■ **Exercise prompt**: Both the line with "sample | [247, 329]" and the line with "sample | [1110, 407]" in the records below must appear in the output, along with every line between them, exactly and with nothing added.

■ **Supplied records**:
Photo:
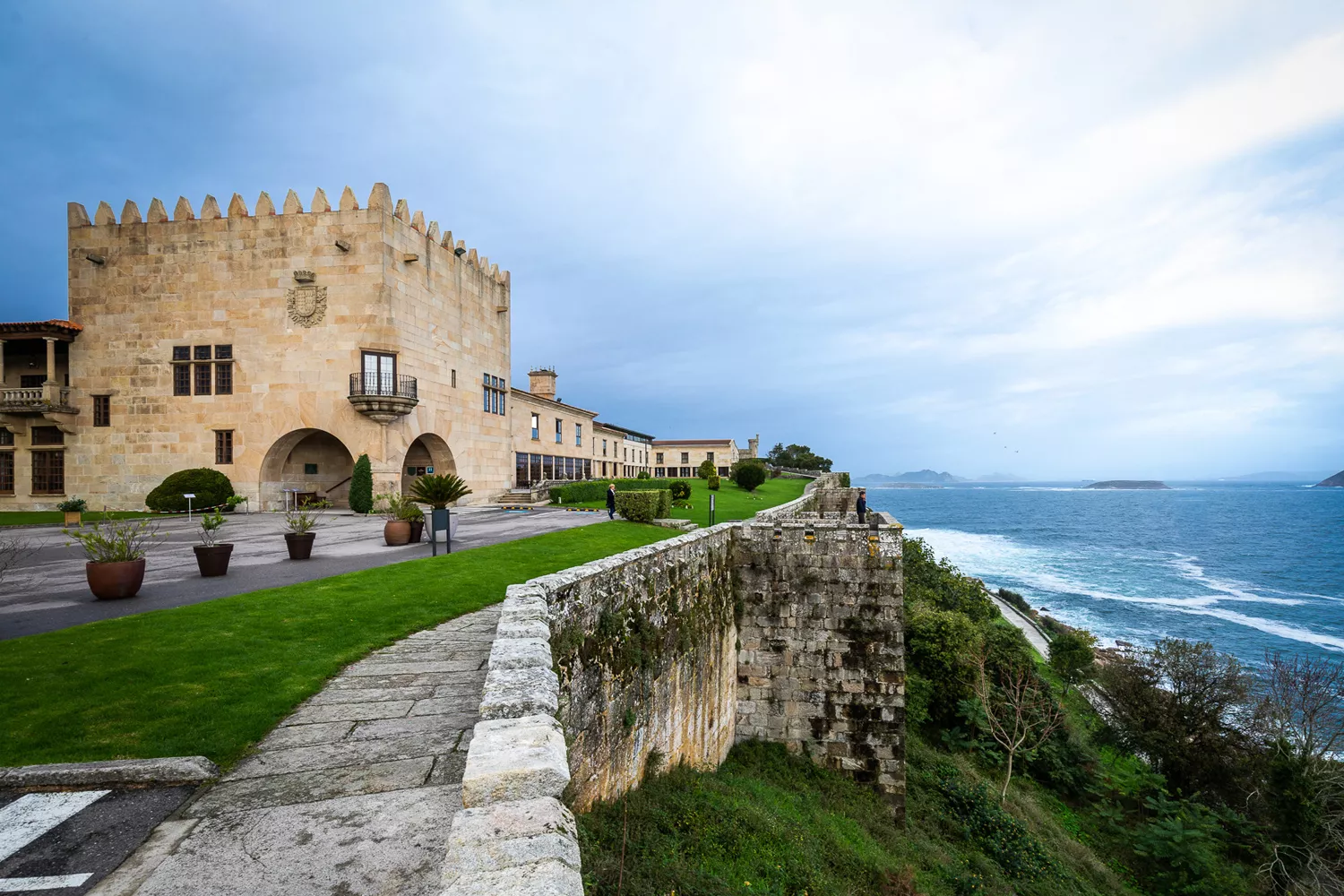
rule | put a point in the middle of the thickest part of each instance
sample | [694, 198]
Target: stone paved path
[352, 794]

--

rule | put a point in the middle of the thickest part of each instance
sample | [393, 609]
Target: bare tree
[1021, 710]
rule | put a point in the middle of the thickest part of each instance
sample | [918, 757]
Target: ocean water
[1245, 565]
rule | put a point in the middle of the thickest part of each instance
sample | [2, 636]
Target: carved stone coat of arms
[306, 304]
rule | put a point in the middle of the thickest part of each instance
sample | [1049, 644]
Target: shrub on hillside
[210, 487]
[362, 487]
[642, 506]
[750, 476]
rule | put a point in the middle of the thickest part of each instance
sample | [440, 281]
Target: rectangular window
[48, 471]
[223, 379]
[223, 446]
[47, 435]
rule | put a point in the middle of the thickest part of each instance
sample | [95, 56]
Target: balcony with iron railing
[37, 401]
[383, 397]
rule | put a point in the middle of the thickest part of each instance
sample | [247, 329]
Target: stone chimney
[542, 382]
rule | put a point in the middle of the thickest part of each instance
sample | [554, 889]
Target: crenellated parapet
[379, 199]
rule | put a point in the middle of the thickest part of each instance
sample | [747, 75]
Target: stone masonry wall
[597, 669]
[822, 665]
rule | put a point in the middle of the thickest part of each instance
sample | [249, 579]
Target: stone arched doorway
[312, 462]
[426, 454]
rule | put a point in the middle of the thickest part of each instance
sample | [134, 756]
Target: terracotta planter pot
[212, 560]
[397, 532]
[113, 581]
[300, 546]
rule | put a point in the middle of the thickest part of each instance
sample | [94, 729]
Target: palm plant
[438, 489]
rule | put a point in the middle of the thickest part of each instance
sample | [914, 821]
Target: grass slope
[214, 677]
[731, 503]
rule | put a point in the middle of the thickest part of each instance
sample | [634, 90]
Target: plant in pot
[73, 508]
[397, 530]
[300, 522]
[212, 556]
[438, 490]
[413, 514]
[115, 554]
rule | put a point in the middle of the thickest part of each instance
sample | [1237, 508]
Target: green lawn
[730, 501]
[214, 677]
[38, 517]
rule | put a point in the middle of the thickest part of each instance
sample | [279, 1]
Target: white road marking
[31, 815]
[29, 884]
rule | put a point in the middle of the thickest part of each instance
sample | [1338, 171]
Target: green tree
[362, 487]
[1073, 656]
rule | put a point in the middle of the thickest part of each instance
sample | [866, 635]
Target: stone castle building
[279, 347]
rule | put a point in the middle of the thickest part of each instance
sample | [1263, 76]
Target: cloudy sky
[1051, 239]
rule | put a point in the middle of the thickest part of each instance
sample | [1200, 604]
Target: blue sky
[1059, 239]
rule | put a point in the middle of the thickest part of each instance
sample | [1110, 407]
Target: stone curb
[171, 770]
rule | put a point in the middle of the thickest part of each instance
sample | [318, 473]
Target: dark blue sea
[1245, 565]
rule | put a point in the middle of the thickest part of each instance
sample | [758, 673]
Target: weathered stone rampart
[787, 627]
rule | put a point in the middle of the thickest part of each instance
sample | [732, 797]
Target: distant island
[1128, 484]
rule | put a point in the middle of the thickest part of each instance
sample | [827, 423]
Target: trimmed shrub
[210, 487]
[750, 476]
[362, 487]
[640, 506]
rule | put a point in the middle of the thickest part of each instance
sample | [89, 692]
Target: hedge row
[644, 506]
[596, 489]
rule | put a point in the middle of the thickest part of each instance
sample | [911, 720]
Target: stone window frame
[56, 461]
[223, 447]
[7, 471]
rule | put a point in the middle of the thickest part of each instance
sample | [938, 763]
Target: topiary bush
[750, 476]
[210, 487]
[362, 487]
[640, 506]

■ **Problem solution**:
sample | [247, 329]
Target: stone chimney
[542, 382]
rule | put a point in the middle of the thickest part of each instance
sample | [554, 889]
Target: crenellated parapet
[379, 199]
rule | put a point in the middle of the thickest part of each instance
sample | [747, 75]
Target: stone masonry wall
[597, 669]
[822, 665]
rule | put a point in the middle of the thickest part of each instance
sample | [249, 579]
Target: stone arched doorway
[312, 462]
[426, 454]
rule | put a point in the middle of the thickest part of each instance
sample | [134, 756]
Target: terracotta planter pot
[212, 560]
[397, 532]
[113, 581]
[300, 546]
rule | put a point in the middle of the thickest part of each instance
sample | [94, 729]
Target: palm plant
[438, 489]
rule | put a point in the middle of the thickest part of each instance
sample | [914, 821]
Target: grass slope
[214, 677]
[731, 503]
rule | put a point in the middle of the thickest part of each instance
sample | [634, 90]
Target: plant in pot
[73, 508]
[397, 530]
[300, 522]
[212, 556]
[438, 490]
[413, 514]
[115, 554]
rule | put a point in the middle of the thickest part of each instance
sample | [1237, 508]
Target: green lawn
[730, 501]
[214, 677]
[38, 517]
rule | put a point in the middle of the thickest part of each instance
sample | [279, 1]
Target: white road marking
[31, 815]
[29, 884]
rule | put a point in the middle of the thickest part of each instance
sample | [1338, 171]
Target: green tree
[362, 487]
[1073, 656]
rule | put a point in the middle of the thickest part of each instance
sample | [866, 635]
Target: stone castle building
[279, 347]
rule | put a point in the middle of the thickest part of each instance
sample | [1263, 76]
Target: cloudy sky
[1051, 239]
rule | put a point in the middle of the thickest part of each instance
sample | [1200, 604]
Target: blue sky
[1059, 239]
rule | put a point in the middle of the thickest part of each instance
sample | [1110, 407]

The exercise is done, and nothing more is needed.